EXCERPTED RECORDS =>
## begin

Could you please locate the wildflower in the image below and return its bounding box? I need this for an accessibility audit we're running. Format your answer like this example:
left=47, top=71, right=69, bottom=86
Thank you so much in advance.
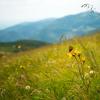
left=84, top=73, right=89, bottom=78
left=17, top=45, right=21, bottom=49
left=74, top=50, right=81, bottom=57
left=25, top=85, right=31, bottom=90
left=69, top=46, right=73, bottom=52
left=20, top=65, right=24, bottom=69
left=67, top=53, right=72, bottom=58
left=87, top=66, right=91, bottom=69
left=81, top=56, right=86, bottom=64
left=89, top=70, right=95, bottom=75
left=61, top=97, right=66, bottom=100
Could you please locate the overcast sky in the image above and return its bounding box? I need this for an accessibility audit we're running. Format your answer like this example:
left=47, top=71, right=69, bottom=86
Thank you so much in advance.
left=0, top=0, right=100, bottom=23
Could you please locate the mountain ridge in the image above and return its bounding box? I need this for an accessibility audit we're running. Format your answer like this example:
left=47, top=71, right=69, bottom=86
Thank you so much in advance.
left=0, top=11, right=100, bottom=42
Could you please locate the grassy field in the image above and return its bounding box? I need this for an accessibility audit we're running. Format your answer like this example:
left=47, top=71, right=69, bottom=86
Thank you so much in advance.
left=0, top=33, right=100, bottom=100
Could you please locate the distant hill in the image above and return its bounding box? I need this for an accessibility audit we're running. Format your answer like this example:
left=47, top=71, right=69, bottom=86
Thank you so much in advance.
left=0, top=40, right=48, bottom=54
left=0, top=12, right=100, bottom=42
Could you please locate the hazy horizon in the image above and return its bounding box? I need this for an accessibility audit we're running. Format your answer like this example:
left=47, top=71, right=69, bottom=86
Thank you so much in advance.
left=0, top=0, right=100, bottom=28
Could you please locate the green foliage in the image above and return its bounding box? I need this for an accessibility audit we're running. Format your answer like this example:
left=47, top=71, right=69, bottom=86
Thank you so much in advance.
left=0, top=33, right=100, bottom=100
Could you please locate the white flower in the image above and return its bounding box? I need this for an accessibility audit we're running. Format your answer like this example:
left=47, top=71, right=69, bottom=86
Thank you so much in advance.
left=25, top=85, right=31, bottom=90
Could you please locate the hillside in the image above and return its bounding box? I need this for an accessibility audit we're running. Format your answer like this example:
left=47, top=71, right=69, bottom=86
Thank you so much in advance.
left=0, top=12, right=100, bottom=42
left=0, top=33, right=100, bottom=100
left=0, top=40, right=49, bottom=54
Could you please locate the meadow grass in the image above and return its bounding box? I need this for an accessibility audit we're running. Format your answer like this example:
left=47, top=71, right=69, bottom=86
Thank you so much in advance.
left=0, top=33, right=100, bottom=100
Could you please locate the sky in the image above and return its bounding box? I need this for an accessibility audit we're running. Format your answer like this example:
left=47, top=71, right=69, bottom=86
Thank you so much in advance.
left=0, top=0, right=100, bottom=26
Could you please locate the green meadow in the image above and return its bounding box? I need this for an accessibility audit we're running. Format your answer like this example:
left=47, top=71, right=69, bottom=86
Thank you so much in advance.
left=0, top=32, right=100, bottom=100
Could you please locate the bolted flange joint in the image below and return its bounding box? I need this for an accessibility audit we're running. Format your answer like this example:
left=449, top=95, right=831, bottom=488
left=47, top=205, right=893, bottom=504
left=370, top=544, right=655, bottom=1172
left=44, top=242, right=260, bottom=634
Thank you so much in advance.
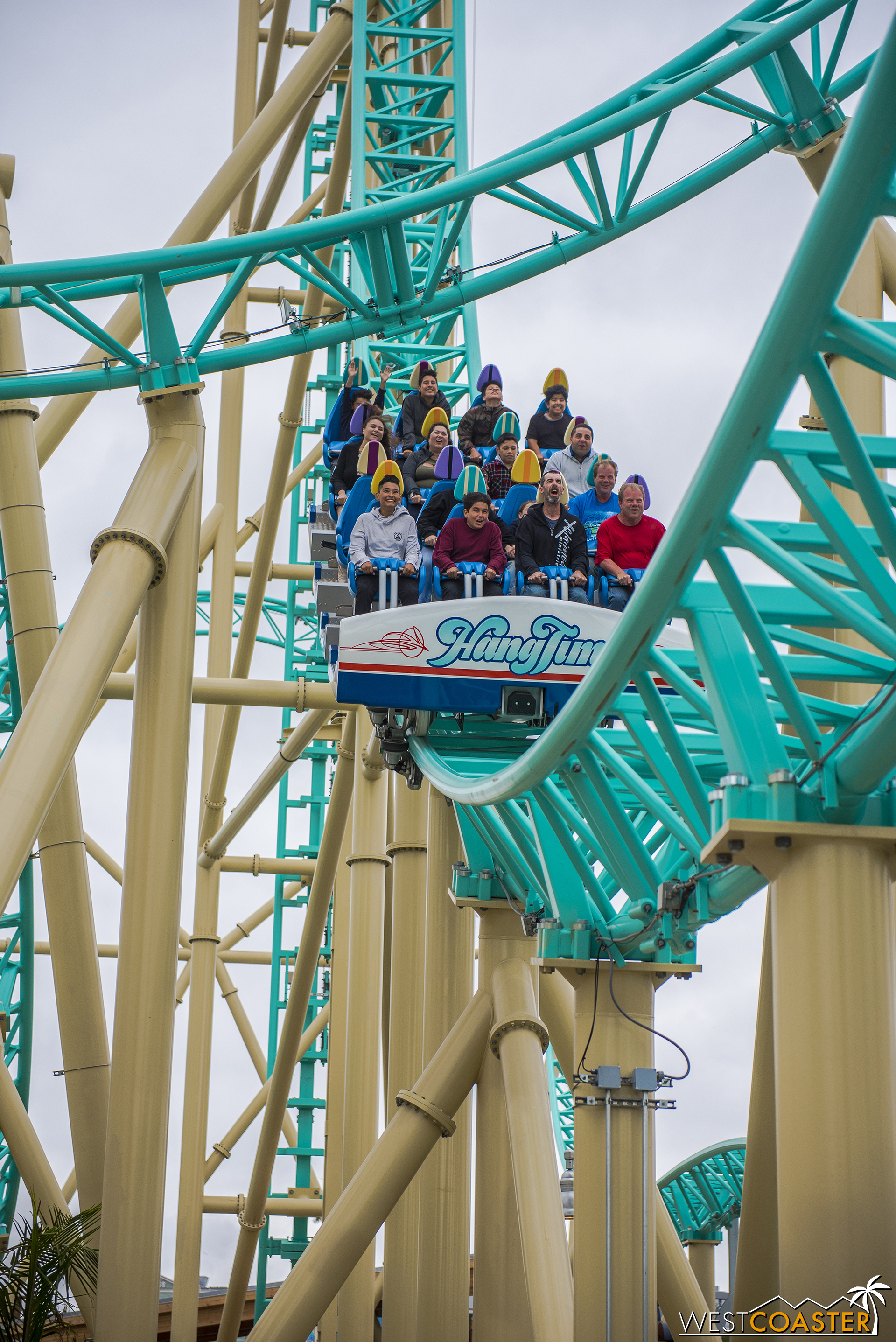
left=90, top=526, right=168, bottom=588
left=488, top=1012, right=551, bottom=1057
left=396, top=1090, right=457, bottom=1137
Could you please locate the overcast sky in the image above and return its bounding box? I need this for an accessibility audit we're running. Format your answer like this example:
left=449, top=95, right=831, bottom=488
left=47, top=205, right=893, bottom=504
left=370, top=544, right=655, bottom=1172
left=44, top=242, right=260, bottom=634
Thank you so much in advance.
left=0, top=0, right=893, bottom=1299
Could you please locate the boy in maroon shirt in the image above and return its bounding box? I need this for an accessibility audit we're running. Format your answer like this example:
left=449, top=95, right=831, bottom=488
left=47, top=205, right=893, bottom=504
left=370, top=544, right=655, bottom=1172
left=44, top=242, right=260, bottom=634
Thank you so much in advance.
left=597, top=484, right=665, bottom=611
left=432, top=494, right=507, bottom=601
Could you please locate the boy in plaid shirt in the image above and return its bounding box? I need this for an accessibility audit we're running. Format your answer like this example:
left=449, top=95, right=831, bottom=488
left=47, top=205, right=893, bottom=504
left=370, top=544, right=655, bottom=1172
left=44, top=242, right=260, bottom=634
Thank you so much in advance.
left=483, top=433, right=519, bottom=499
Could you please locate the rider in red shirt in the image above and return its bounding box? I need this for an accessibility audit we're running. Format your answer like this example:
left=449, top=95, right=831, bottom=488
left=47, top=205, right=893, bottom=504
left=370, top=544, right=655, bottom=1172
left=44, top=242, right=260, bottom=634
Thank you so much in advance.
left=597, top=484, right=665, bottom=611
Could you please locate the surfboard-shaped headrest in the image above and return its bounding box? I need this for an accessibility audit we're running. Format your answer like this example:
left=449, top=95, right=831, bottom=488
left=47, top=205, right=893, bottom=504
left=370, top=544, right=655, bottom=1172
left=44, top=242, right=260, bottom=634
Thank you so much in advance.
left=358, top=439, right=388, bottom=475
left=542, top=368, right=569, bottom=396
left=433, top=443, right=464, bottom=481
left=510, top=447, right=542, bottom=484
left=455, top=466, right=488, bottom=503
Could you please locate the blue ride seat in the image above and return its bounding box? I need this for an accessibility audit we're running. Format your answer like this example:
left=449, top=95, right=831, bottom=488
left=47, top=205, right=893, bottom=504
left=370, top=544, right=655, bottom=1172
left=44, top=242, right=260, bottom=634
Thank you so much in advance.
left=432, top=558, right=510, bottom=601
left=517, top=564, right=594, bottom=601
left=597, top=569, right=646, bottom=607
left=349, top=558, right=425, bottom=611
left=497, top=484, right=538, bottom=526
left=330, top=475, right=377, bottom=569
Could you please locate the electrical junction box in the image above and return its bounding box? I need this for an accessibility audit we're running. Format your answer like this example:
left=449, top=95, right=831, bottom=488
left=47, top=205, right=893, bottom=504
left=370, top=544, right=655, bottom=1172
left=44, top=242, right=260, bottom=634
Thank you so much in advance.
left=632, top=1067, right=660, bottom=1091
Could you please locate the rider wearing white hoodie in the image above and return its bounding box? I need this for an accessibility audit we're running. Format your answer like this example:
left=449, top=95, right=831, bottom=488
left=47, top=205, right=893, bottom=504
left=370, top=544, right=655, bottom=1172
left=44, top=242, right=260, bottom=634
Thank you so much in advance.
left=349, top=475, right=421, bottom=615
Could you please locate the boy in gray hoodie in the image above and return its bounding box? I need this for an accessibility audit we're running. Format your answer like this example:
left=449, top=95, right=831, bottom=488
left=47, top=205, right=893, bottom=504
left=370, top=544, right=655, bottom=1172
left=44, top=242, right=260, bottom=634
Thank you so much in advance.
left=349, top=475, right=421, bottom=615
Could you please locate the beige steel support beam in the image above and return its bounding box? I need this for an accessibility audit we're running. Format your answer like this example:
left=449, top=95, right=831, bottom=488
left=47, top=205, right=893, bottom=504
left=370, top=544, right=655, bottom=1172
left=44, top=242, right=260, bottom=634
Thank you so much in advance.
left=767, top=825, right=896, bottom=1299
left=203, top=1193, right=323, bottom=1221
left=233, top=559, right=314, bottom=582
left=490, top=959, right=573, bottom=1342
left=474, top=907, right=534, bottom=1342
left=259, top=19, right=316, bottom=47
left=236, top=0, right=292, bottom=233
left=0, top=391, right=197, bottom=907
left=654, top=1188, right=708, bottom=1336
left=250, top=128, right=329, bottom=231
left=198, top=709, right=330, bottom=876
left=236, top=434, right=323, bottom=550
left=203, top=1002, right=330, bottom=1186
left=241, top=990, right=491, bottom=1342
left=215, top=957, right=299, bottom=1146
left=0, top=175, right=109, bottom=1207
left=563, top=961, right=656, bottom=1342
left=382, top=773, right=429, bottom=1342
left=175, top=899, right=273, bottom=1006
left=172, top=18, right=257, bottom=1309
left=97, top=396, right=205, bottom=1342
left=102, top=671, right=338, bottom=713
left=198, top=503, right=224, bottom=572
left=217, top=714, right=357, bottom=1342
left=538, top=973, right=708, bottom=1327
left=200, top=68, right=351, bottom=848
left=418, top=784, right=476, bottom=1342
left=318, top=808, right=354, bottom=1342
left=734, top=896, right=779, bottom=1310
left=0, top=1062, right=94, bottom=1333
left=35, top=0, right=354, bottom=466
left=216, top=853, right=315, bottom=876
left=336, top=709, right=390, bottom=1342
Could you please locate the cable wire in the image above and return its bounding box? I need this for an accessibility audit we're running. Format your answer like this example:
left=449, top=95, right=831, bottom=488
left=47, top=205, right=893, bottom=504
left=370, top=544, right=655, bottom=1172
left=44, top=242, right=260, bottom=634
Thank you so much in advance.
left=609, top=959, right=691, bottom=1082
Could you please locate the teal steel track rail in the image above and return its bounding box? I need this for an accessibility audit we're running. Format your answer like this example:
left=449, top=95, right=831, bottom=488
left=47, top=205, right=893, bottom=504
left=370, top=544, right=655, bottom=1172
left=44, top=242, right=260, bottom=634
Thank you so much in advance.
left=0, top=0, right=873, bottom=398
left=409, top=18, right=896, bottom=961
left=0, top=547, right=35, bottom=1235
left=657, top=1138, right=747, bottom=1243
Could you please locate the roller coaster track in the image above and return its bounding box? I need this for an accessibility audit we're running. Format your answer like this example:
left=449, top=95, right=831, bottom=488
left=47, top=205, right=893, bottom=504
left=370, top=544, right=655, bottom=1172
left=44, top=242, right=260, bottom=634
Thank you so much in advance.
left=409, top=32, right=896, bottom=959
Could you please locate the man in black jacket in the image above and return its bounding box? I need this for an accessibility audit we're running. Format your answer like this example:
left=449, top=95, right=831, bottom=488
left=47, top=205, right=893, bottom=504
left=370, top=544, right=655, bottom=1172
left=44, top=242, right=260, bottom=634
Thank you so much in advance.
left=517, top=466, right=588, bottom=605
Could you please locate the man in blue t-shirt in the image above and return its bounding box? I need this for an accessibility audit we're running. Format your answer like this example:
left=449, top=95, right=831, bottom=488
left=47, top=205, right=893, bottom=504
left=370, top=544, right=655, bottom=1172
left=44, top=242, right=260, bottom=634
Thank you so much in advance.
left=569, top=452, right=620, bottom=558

## end

WRITTEN EXERCISE => Reproduce the items verbatim, from their beginning through the line that contains "left=67, top=53, right=72, bottom=58", and omit the pictures.

ANSWER TO THE PROBLEM =>
Could you please locate the wildflower in the image below and return its bounding box? I need this for an accessibility audit we're running. Format your answer like this example:
left=47, top=71, right=69, bottom=86
Thank you so much in advance.
left=84, top=73, right=89, bottom=78
left=17, top=45, right=21, bottom=49
left=74, top=50, right=81, bottom=57
left=25, top=85, right=31, bottom=90
left=69, top=46, right=73, bottom=52
left=20, top=65, right=24, bottom=69
left=67, top=53, right=72, bottom=58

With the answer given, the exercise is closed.